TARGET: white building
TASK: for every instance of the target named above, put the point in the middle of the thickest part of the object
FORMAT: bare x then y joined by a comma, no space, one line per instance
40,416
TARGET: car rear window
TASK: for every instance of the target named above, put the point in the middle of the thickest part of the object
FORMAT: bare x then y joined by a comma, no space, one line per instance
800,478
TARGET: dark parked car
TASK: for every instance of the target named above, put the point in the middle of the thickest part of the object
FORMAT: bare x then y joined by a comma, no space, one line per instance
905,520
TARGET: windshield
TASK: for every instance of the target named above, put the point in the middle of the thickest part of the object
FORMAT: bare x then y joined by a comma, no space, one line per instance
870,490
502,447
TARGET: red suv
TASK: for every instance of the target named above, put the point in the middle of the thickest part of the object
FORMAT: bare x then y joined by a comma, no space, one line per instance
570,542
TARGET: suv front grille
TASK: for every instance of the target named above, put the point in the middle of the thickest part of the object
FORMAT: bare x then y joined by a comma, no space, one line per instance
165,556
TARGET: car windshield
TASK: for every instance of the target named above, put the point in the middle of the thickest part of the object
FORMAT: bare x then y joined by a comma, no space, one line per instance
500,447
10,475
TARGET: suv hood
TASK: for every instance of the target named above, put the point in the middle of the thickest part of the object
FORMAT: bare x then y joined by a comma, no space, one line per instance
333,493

--- --- ---

• _EXERCISE DESCRIPTION_
Rewrite every line of the entries above as a JSON list of strings, one string per line, leaving out any blank lines.

• _ANSWER_
[
  "TARGET: white building",
  "TASK: for every instance of the target named above, put the point in the middle of the thickest part of the object",
  "FORMAT: bare x then y joined by a comma, no space, one line per instance",
  "40,416",
  "TARGET: car rear window",
  "TASK: for every instance of the target named above, put the point in the middle of the thickest part of the object",
  "FORMAT: bare x then y joined by a comma, no space, one line per instance",
  "800,478",
  "TARGET: dark parked car",
  "TASK: for every instance of the target named above, put the point in the middle of the thickest part of the object",
  "FORMAT: bare x then y joined by a comma, no space, one line per instance",
  "905,520",
  "TARGET: windshield",
  "TASK: for every instance of the target named above, put the point in the middle of the thickest part of the object",
  "FORMAT: bare x then y joined by a comma, no space, one line per instance",
  "870,490",
  "502,447",
  "TARGET: red suv",
  "TASK: for every instance of the target named above, put the point in the middle of the thickest part of the object",
  "FORMAT: bare x then y joined by a comma, no space, one line per instance",
  "570,542",
  "TARGET: suv front grille",
  "TASK: for every instance of the target named above, put the point in the middle of the thickest part of the object",
  "FORMAT: bare x then y joined by a comma, no space, one line per instance",
  "165,556",
  "TARGET: car windshield",
  "TASK: for every instance of the target named above, put the point in the middle of the thickest part of the object",
  "FORMAT: bare x then y joined by a comma, no space, one line per instance",
  "500,447",
  "10,475",
  "TARGET: suv hood",
  "TASK: for every instance of the target named above, put the point in the middle of the thickest part of the object",
  "FORMAT: bare x then y joined by a comma, no space, one line per instance",
  "333,493"
]